## WHAT NEEDS TO BE DONE:
Copy the listing below word for word, leaving out the pictures.
++++++++++++++++++++
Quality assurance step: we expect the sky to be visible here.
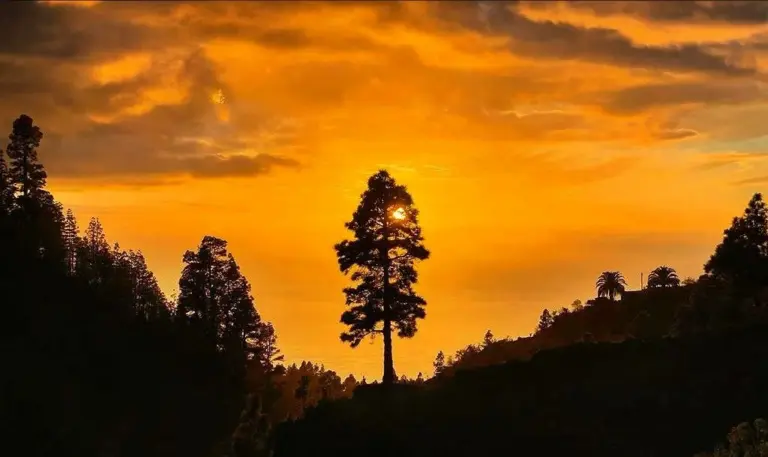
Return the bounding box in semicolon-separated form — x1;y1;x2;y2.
0;1;768;380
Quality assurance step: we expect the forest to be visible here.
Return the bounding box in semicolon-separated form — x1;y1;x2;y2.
0;115;768;457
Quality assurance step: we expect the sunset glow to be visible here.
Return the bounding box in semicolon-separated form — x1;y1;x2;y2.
6;1;768;379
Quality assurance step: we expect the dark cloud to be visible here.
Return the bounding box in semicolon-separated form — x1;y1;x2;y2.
732;176;768;186
552;0;768;25
433;2;755;75
0;1;157;61
596;82;766;114
656;129;699;140
0;39;298;179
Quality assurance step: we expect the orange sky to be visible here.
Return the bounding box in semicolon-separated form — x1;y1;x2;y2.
0;1;768;379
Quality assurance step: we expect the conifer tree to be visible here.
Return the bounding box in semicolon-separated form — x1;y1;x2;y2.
62;209;80;275
335;170;429;385
7;114;48;199
704;193;768;301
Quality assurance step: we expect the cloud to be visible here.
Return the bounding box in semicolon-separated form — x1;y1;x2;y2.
0;2;764;182
437;2;755;76
601;81;768;114
544;1;768;25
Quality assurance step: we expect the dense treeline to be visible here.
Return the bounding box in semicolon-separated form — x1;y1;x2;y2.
0;115;357;457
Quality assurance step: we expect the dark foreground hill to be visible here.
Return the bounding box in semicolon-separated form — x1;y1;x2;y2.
275;326;768;457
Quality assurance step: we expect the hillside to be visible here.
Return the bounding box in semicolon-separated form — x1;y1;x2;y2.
275;325;768;457
443;284;703;376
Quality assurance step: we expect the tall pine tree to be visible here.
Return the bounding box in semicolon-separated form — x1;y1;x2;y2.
8;114;48;199
61;209;80;275
176;236;277;371
335;170;429;385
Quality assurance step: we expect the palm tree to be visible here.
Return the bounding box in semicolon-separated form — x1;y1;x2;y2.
648;265;680;287
595;271;627;300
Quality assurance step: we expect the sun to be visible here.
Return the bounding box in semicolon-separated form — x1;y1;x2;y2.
392;207;405;221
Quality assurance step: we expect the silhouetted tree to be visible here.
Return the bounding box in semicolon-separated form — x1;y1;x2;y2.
483;330;496;347
176;236;229;343
295;375;310;409
682;276;696;286
342;374;357;397
335;170;429;385
704;193;768;302
536;309;555;332
595;271;627;300
232;394;271;457
432;351;445;376
124;251;169;320
648;265;680;287
76;217;114;284
176;236;270;376
7;114;47;199
0;149;14;217
255;321;285;371
62;209;80;275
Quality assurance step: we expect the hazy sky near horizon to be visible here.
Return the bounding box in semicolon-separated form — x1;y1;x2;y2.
0;1;768;379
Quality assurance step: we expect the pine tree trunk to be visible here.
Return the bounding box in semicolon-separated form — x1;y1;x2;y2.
382;314;395;385
382;217;395;386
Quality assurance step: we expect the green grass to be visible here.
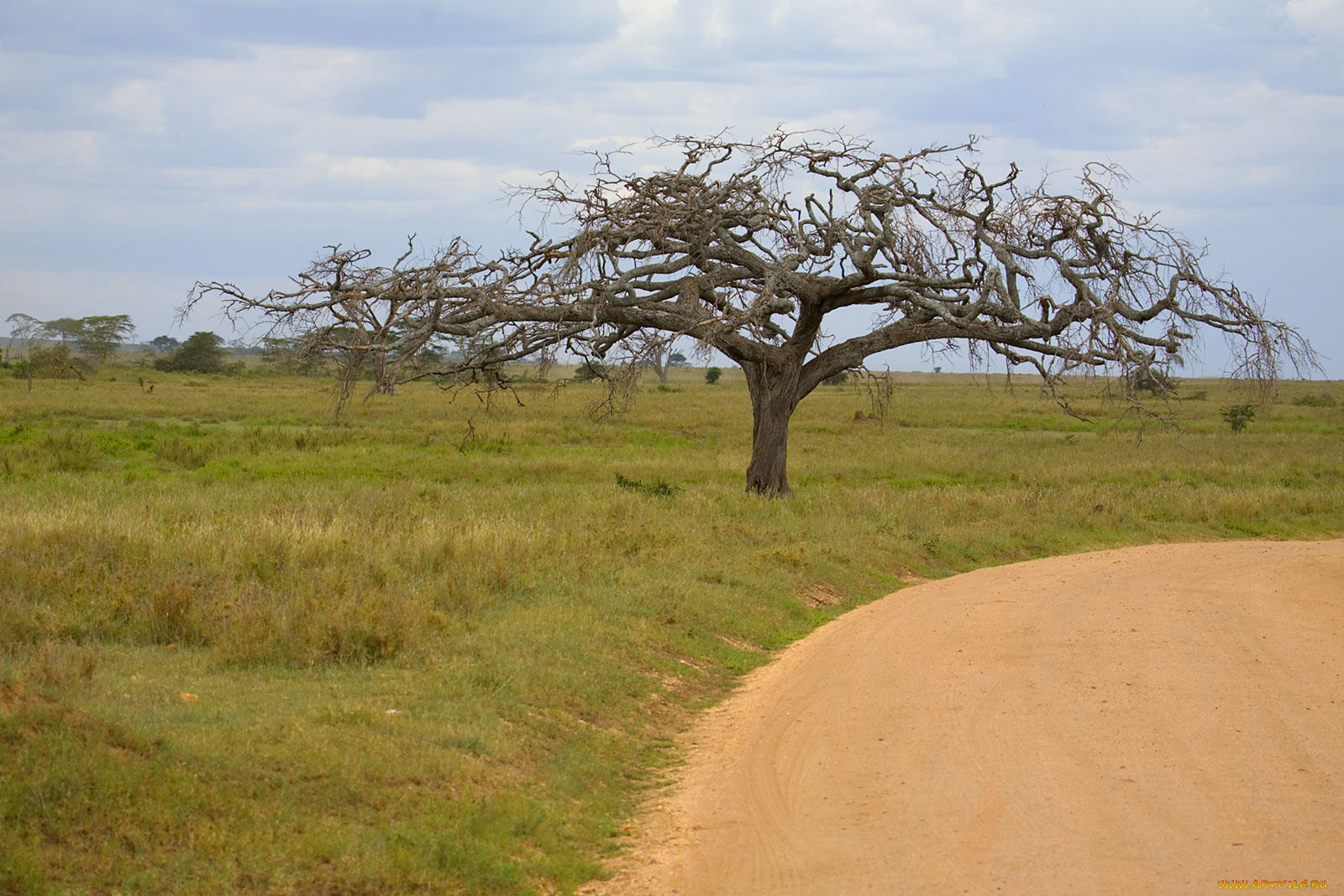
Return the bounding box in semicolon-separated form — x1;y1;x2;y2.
0;367;1344;893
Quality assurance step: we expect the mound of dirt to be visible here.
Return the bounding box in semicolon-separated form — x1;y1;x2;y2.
582;542;1344;896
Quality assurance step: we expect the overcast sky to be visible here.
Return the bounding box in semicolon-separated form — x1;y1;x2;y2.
0;0;1344;379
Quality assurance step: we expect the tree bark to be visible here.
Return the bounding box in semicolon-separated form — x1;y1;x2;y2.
742;361;798;497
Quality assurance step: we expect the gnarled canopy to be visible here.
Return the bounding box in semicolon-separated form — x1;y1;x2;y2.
188;130;1312;495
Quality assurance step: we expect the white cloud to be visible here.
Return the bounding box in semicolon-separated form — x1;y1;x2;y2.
106;78;164;133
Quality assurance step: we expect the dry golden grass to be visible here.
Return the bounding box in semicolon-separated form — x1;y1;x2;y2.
0;368;1344;893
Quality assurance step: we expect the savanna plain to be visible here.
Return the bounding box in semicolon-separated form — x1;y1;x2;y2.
0;364;1344;894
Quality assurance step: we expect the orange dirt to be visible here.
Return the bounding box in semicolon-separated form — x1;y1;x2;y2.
580;542;1344;896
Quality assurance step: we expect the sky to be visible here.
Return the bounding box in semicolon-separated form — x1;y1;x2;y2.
0;0;1344;379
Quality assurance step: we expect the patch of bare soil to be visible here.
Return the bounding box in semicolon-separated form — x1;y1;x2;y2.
580;542;1344;896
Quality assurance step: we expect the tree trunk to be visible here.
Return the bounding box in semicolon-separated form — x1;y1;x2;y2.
742;363;798;497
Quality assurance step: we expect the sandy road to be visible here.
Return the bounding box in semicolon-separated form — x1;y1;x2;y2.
583;542;1344;896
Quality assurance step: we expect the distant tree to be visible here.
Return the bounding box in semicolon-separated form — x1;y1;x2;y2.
188;130;1315;495
5;313;47;348
23;343;87;388
155;331;228;374
42;317;85;343
74;314;136;364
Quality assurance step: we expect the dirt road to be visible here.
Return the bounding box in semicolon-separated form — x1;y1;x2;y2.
583;542;1344;896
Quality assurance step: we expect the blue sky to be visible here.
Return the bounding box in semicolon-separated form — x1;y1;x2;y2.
0;0;1344;379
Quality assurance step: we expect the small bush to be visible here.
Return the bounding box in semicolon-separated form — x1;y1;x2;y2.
1218;405;1255;432
23;641;98;688
616;473;681;498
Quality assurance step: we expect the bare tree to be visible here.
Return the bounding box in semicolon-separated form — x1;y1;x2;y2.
188;130;1313;495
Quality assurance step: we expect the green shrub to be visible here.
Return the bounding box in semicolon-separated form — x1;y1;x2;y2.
1219;405;1255;432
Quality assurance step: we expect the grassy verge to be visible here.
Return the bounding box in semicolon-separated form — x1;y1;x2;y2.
0;367;1344;893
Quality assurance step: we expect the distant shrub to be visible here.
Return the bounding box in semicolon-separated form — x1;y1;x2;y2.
616;473;681;498
1293;392;1335;407
1131;367;1180;395
574;358;606;383
155;331;232;374
1219;405;1255;432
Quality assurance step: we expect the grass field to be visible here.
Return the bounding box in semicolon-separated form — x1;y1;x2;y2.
0;367;1344;894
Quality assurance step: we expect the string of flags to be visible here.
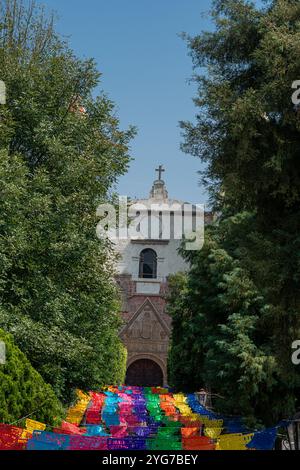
++++++++++++++++++++
## FULL RESPONSE:
Quality assurance step: we expect the sky to be visible here.
Return the bounding box in semicolon-separated form — x1;y1;x2;y2.
0;1;768;380
Quality assurance step: we expect the forest to be visible here.
Return the bounding box in semicolon-separated form — x1;y1;x2;y2.
0;115;768;457
Quality assurance step: we expect the sunset glow to be visible here.
Return the bounding box in semicolon-separated form — x1;y1;x2;y2.
6;1;768;379
Quality assurance step: we expect the dark cloud to be visible here.
Return the bounding box in semicolon-separated form — x1;y1;x2;y2.
732;176;768;186
552;0;768;25
433;2;755;75
0;1;157;61
596;82;766;114
656;129;699;140
0;39;298;179
Quality assurance step: we expect the orange sky to be visible here.
Return the bounding box in semicolon-separated form — x1;y1;x2;y2.
0;1;768;379
Quality assurance step: we expect the conifer tree to be visible here.
Return the bounding box in semicolon-separated form — x1;y1;x2;y2.
62;209;80;275
335;170;429;385
7;114;48;199
704;193;768;301
Quality assurance step: we expect the cloud to be visible here.
Return the bounding box in semicolon-separated form — x1;y1;x2;y2.
0;2;764;182
437;2;755;76
601;81;768;114
544;1;768;25
Quality assurance step: we expect the dense treeline to be visible here.
Return the bounding box in semicolon-separated form — x1;y1;x2;y2.
0;115;357;457
Quality assurance step: we expect the dark foreground hill to be visible here.
Return the bounding box in semicolon-separated form — x1;y1;x2;y2.
275;326;768;457
Quality assurance step: we expect the hillside to be visible here.
Return the bounding box in semicolon-separated form — x1;y1;x2;y2.
275;325;768;457
443;284;703;376
Quality assurance step: we expect the tall pine tree to be visible here.
Return the bounding box in semicolon-separated form — x1;y1;x2;y2.
8;114;48;199
61;209;80;275
176;236;277;371
335;170;429;385
Quality assurance step: we expect the palm tree to be visible here.
Return the bounding box in semicolon-separated form — x1;y1;x2;y2.
648;265;680;287
595;271;627;300
Quality assurance step: we expect the sun to be visible here.
Return the bounding box in semicolon-separated form — x1;y1;x2;y2.
392;207;405;221
Quality assurance step: we expect the silhouetted tree to be visible here.
Return the bounding box in semicolon-separated form — x1;y1;x2;y2.
483;330;496;347
176;236;229;343
295;375;310;409
682;276;696;286
342;374;357;397
335;170;429;385
704;193;768;302
536;309;555;332
595;271;627;300
232;394;271;457
432;351;445;376
124;251;169;320
648;265;680;287
76;217;114;284
176;236;270;376
7;114;47;199
0;149;14;217
255;321;285;371
62;209;80;275
Quality assurance step: we expect the hazy sky near horizon to be visible here.
Return the bounding box in semicolon-separated form — x1;y1;x2;y2.
0;1;768;379
Quality assurance step: we expect the pine tree trunk to be visible here.
Return the bounding box in semicolon-separated form — x1;y1;x2;y2.
382;314;395;385
382;217;395;386
Quality assurance step: we expect the green grass to be visible here.
Return the bounding box in semicolon-separated form — x1;y1;x2;y2.
0;367;1344;893
Quality assurance step: we expect the mound of dirt to be visible here.
Return the bounding box in semicolon-separated form — x1;y1;x2;y2.
582;542;1344;896
Quality assurance step: we expect the overcast sky to be visible here.
Return the bounding box in semicolon-separated form — x1;y1;x2;y2.
0;0;1344;379
Quality assurance step: we expect the tree bark to be visible here.
Return the bounding box in semicolon-separated form — x1;y1;x2;y2.
742;361;798;497
Quality assurance step: we expect the gnarled canopy to be visible here.
Return the bounding box in semicolon-separated form — x1;y1;x2;y2.
188;130;1312;495
Quality assurance step: we expect the white cloud to be visible here.
Return the bounding box in semicolon-separated form — x1;y1;x2;y2.
106;78;164;133
Quality assurance step: we expect the dry golden grass to be visible here.
Return the bounding box in semicolon-separated form — x1;y1;x2;y2.
0;368;1344;893
Quality assurance step: we expect the savanna plain to be visible here.
Return the bounding box in semicolon-separated form — x1;y1;x2;y2.
0;364;1344;894
Quality assurance step: we expect the orange dirt to be visible here.
Return the bounding box in semicolon-separated form — x1;y1;x2;y2.
580;542;1344;896
Quality assurance step: we expect the sky to be visible here.
Return the bounding box in semicolon-separated form — x1;y1;x2;y2.
0;0;1344;379
Quality assurance step: we expect the patch of bare soil to be visible here.
Return the bounding box in semicolon-separated form — x1;y1;x2;y2.
580;542;1344;896
Quality assurance step: we expect the tree trunk to be visible here.
Return the bounding box in semicolon-separated form — x1;y1;x2;y2.
742;363;798;497
Quality assurance step: we expect the sandy road to be visible here.
Return the bounding box in semicolon-separated form — x1;y1;x2;y2.
583;542;1344;896
Quality assurance step: we expect the distant tree to be visible here.
Return the bounding box in semicolon-separated form — x1;y1;x2;y2.
188;130;1315;495
5;313;47;348
23;343;87;388
155;331;228;374
42;317;85;343
74;314;136;364
Quality assurance step: we expect the dirt road to be visible here.
Return the bounding box in semicolon-separated form — x1;y1;x2;y2.
583;542;1344;896
Quality assurance step: we expect the blue sky to be visible here.
Return the bounding box in semicolon-separated form — x1;y1;x2;y2.
0;0;1344;379
Quality assurance step: we expect the small bush to be visible here.
Return the bounding box in semicolon-separated form — x1;y1;x2;y2.
1218;405;1255;432
23;641;98;688
616;473;681;498
Quality assurance step: we expect the bare tree to be visible here.
Return the bounding box in semicolon-separated form — x1;y1;x2;y2.
188;130;1313;495
Quality assurance step: we expect the green shrub to be visible here.
Return the bounding box in semicolon-separated form — x1;y1;x2;y2.
1219;405;1255;432
Quality assurance step: we expect the grassy verge to be visible here.
Return the bounding box in semicolon-separated form — x1;y1;x2;y2.
0;367;1344;893
Quality assurance step: we expect the distant shrub to be visible here.
Return the bounding box in semicolon-separated form — x1;y1;x2;y2.
616;473;681;498
1293;392;1335;407
1131;367;1180;395
574;358;606;383
155;331;232;374
1219;405;1255;432
Quality assurance step: we expect the grass field to be visible here.
Return the bounding box in semicolon-separated form — x1;y1;x2;y2.
0;367;1344;894
Quality assurance step: we expect the string of flags to be visible here.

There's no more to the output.